■ Action item:
Down to the last character, transcribe every record.

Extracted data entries
......
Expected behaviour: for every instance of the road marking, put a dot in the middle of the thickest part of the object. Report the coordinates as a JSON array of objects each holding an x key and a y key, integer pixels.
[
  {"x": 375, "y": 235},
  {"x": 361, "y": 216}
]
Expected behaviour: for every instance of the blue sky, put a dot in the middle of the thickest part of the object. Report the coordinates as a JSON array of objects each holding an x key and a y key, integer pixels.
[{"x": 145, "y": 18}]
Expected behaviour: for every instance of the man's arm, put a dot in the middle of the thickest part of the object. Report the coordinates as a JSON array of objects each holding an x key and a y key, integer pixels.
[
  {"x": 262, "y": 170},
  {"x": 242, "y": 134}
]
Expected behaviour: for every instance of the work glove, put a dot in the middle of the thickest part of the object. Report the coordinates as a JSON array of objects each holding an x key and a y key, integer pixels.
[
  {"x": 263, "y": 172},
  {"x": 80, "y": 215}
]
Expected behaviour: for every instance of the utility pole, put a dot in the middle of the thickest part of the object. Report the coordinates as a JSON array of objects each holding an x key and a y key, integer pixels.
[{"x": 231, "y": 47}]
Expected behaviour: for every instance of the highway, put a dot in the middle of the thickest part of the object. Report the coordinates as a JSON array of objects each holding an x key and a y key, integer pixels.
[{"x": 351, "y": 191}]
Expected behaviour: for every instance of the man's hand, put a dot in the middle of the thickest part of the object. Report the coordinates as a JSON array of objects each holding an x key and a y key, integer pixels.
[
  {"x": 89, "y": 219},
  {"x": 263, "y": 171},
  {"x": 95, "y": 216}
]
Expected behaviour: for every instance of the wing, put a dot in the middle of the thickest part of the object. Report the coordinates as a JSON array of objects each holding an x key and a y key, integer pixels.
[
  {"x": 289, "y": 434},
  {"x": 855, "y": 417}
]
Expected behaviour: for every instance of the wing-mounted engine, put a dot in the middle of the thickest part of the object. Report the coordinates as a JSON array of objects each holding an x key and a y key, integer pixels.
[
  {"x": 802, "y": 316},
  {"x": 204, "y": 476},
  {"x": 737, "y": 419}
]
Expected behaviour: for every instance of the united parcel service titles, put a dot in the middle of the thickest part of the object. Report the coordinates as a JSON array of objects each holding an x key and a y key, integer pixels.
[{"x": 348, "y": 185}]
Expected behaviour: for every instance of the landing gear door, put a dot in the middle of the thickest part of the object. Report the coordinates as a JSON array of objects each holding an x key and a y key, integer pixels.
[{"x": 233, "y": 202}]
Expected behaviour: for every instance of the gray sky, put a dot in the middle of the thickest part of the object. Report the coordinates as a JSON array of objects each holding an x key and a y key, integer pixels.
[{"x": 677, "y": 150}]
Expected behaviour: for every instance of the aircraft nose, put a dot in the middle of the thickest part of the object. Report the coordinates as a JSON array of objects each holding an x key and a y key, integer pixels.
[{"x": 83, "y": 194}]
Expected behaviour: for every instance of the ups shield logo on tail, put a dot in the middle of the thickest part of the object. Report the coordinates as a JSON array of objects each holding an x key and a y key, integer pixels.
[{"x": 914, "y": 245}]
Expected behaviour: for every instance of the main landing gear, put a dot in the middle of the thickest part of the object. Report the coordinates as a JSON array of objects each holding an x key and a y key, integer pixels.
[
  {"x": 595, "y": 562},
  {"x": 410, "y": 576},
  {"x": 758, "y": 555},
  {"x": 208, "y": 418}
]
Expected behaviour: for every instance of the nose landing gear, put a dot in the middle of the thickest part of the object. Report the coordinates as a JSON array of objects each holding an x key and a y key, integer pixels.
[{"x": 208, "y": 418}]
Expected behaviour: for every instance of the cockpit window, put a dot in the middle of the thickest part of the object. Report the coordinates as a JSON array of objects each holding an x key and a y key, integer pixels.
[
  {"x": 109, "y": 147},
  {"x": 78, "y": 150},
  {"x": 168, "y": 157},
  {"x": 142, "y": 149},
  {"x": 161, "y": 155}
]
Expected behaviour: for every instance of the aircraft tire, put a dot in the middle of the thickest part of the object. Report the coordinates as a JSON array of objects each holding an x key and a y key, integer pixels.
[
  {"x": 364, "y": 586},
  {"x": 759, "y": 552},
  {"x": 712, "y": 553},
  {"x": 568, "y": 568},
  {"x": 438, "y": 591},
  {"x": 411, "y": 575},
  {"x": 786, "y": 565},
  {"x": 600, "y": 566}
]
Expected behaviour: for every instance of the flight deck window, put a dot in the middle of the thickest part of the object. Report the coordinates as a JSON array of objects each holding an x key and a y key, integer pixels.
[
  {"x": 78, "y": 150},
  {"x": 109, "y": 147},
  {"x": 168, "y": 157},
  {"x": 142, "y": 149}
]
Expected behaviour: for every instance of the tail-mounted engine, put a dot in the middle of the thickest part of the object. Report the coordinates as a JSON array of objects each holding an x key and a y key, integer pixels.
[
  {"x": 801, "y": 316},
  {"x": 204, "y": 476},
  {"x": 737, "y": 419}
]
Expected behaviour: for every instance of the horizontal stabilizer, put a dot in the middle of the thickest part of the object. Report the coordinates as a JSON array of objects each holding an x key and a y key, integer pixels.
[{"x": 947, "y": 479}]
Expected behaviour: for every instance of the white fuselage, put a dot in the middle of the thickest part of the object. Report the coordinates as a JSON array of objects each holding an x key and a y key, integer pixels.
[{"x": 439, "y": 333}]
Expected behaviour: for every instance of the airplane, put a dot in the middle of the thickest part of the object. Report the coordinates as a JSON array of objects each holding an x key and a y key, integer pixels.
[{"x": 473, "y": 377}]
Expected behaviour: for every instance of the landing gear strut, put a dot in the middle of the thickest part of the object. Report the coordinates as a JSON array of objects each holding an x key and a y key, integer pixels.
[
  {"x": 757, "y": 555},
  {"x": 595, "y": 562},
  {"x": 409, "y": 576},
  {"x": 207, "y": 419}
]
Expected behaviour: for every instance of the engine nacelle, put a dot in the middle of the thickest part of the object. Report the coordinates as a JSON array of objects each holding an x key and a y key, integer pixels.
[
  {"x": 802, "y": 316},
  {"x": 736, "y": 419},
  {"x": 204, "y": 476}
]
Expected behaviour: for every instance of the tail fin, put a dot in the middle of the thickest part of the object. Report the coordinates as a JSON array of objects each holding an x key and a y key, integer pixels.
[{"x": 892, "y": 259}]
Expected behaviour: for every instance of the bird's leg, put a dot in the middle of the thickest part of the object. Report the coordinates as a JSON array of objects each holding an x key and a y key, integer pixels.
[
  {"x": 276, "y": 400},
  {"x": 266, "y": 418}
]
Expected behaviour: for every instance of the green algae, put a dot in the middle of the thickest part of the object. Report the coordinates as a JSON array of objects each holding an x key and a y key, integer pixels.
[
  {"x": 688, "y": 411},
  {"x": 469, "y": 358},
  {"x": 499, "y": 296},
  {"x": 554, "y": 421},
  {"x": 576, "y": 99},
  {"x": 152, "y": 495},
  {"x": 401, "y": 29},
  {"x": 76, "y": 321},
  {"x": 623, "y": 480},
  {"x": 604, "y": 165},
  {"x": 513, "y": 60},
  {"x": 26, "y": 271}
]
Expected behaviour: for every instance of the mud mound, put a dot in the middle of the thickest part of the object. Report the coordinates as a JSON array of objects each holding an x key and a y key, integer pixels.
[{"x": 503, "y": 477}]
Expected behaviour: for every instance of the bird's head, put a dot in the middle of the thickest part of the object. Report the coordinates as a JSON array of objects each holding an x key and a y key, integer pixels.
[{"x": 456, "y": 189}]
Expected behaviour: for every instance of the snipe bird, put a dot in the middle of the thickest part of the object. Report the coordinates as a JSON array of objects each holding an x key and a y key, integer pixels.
......
■ Solution:
Expected behaviour: for every instance of the road marking, put a dot in the middle of the thickest part of the object. Report the coordinates as a JSON array of objects each holding an x key and a y key, integer pixels.
[
  {"x": 375, "y": 235},
  {"x": 361, "y": 216}
]
Expected behaviour: for every instance of the blue sky, put a dot in the middle of the thickest part of the object. Report the coordinates as a JSON array of objects each holding an x key and a y key, integer pixels.
[{"x": 145, "y": 18}]
Expected behaviour: for every instance of the man's arm, put a dot in the middle of the thickest part of the object. Report the coordinates as a JSON array of objects each holding an x key and a y key, integer pixels.
[
  {"x": 262, "y": 170},
  {"x": 242, "y": 134}
]
Expected behaviour: for every instance of the work glove, put a dot in the middle of the thickest part of the object. Report the coordinates as a JSON array of objects each holding an x key and a y key, integer pixels.
[
  {"x": 263, "y": 172},
  {"x": 80, "y": 215}
]
Expected behaviour: for every instance of the utility pole, put a dot in the middle of the thickest part of the object. Report the coordinates as a JSON array of objects each holding an x key and a y key, integer pixels.
[{"x": 231, "y": 47}]
Expected behaviour: for every instance of the highway, put a dot in the middle of the thickest part of the object. Report the coordinates as a JSON array of objects each holding an x key and a y key, integer pixels.
[{"x": 351, "y": 191}]
Expected behaviour: for every instance of the man's hand, put a dot in the middle of the thickest part of the object. Report the coordinates as a JSON array of objects each holding an x key and a y key, integer pixels.
[
  {"x": 89, "y": 219},
  {"x": 263, "y": 171},
  {"x": 95, "y": 216}
]
Expected behaviour: for every instance of the wing, put a dot in the middle of the thickest part of the object. Report the coordinates as a JSON array of objects each holding an x key and a y key, integer pixels.
[
  {"x": 289, "y": 434},
  {"x": 855, "y": 417}
]
Expected behaviour: for every instance of the wing-mounted engine, put a dot in the middle of the thickest part of the object. Report the coordinates as a JSON array of objects each holding an x key and a y key, integer pixels.
[
  {"x": 802, "y": 316},
  {"x": 204, "y": 476},
  {"x": 737, "y": 419}
]
Expected behaviour: for every instance of the united parcel service titles, put a dot in the middle of the thickest part of the object. Report the coordinates as a JSON array of objects each holding an x key and a y key, integer pixels.
[{"x": 348, "y": 185}]
Expected behaviour: for every instance of the landing gear door, put a dot in the middle of the thickest part of the object. Report the coordinates as a JSON array of objects each holding an x key and a y key, integer pixels.
[{"x": 233, "y": 202}]
Expected behaviour: for every instance of the gray sky, put a dot in the middle of the thickest part of the object. Report the coordinates as a JSON array of objects each holding an x key and a y key, integer pixels.
[{"x": 677, "y": 150}]
Expected behaviour: for every instance of the aircraft nose, put a dot in the middle of the thickest part of the object. Report the coordinates as a JSON array of objects each holding an x key and a y key, integer pixels.
[{"x": 83, "y": 194}]
Expected behaviour: for every instance of the ups shield logo on tail, put a dot in the middle of the thickest part of the object. Report the coordinates as a JSON array of objects each holding an x key and a y key, integer pixels.
[{"x": 914, "y": 245}]
Expected behaviour: for every instance of the main landing gear, put a dot in the middle of the thickest part of the object. Report the coordinates as a JSON array of objects each holding an x key and a y key, integer pixels.
[
  {"x": 595, "y": 562},
  {"x": 410, "y": 576},
  {"x": 758, "y": 555},
  {"x": 208, "y": 418}
]
Expected behaviour: for every instance of the nose landing gear, put a dot in the middle of the thickest part of the object. Report the coordinates as a JSON array of objects each holding an x key and a y key, integer pixels.
[{"x": 208, "y": 418}]
Expected behaviour: for every instance of the cockpit window, put a dot in the middle of the thickest part of the object. Report the coordinates as a JSON array of objects each holding an x key and a y key, integer pixels.
[
  {"x": 109, "y": 147},
  {"x": 78, "y": 150},
  {"x": 168, "y": 157},
  {"x": 142, "y": 149},
  {"x": 161, "y": 155}
]
Expected behaviour: for every instance of the aircraft tire, put a dot in the middle of the thickest part of the object. Report the coordinates as a JSON array of objects each holding an x key and a y key, integer pixels.
[
  {"x": 364, "y": 586},
  {"x": 759, "y": 552},
  {"x": 712, "y": 553},
  {"x": 568, "y": 568},
  {"x": 438, "y": 591},
  {"x": 411, "y": 575},
  {"x": 786, "y": 565},
  {"x": 600, "y": 566}
]
Expected behaviour: for every instance of the flight deck window, put a dot in the middle of the thickest part of the object. Report the coordinates as a JSON array of objects each holding an x key and a y key, integer pixels.
[
  {"x": 78, "y": 150},
  {"x": 109, "y": 147},
  {"x": 168, "y": 157},
  {"x": 142, "y": 149}
]
Expected behaviour: for every instance of the tail-mounted engine, put a dot in the middle of the thickest part of the object. Report the coordinates as a JSON array of objects each holding an x key and a y key, integer pixels.
[
  {"x": 801, "y": 316},
  {"x": 204, "y": 476},
  {"x": 737, "y": 419}
]
Expected behaviour: for every instance of the horizontal stabilizer, put a dot in the middle of the thickest part of the object. Report the coordinates as a JSON array of objects each holding an x key and a y key, integer pixels.
[{"x": 947, "y": 479}]
Expected behaviour: for every instance of the white fuselage, put a dot in the middle of the thickest part of the object. Report the coordinates as a JSON array of objects each holding an x key and a y key, integer pixels.
[{"x": 439, "y": 333}]
Expected behaviour: for every instance of the airplane, put a dot in the middle of the thickest part of the object. Report the coordinates as a JSON array of objects each holding an x key and a y key, integer pixels.
[{"x": 473, "y": 377}]
Expected behaviour: for every instance of the landing gear strut, put a dot in the middle of the thickest part of the object. Report the coordinates as a JSON array of objects each holding an x key and a y key, integer pixels.
[
  {"x": 757, "y": 555},
  {"x": 595, "y": 562},
  {"x": 409, "y": 576},
  {"x": 207, "y": 419}
]
Expected behaviour: for every instance of the engine nacelle, put a dot in the middle of the thickest part of the object. Report the coordinates as a JSON array of objects each holding an x key and a y key, integer pixels.
[
  {"x": 802, "y": 316},
  {"x": 736, "y": 419},
  {"x": 204, "y": 476}
]
Expected behaviour: for every instance of the tail fin, put a dot in the middle of the thickest part of the object. Report the coordinates as a JSON array of objects each holding an x key and a y key, integer pixels.
[{"x": 892, "y": 259}]
Expected behaviour: for every instance of the bird's leg, put a dot in the middle of the thickest part of the object. Report the coordinates as a JSON array of objects each holding an x key and a y key, integer pixels.
[
  {"x": 276, "y": 400},
  {"x": 266, "y": 418}
]
Expected behaviour: for every instance of the green algae, put a dot in the middle of the thickest part of the object. Report the coordinates as a JSON array of objects each holding an x key and a y key, integer pixels.
[
  {"x": 688, "y": 411},
  {"x": 469, "y": 358},
  {"x": 499, "y": 296},
  {"x": 554, "y": 421},
  {"x": 576, "y": 99},
  {"x": 152, "y": 495},
  {"x": 401, "y": 29},
  {"x": 76, "y": 321},
  {"x": 623, "y": 480},
  {"x": 604, "y": 165},
  {"x": 513, "y": 60},
  {"x": 26, "y": 271}
]
Expected behaviour: for every instance of the mud mound, put a dot in the middle of the thickest part of the object. Report the coordinates as a JSON array of objects each holding an x key and a y key, integer pixels.
[{"x": 503, "y": 477}]
Expected behaviour: for every instance of the bird's head, put a dot in the middle of the thickest part of the object. Report the coordinates as a JSON array of objects each holding an x key and a y key, integer pixels.
[{"x": 456, "y": 189}]
Expected behaviour: for every instance of the snipe bird, put a dot in the middle of the thickest part of the object. Report the coordinates as a JSON array of objects each holding an x key and a y key, integer pixels.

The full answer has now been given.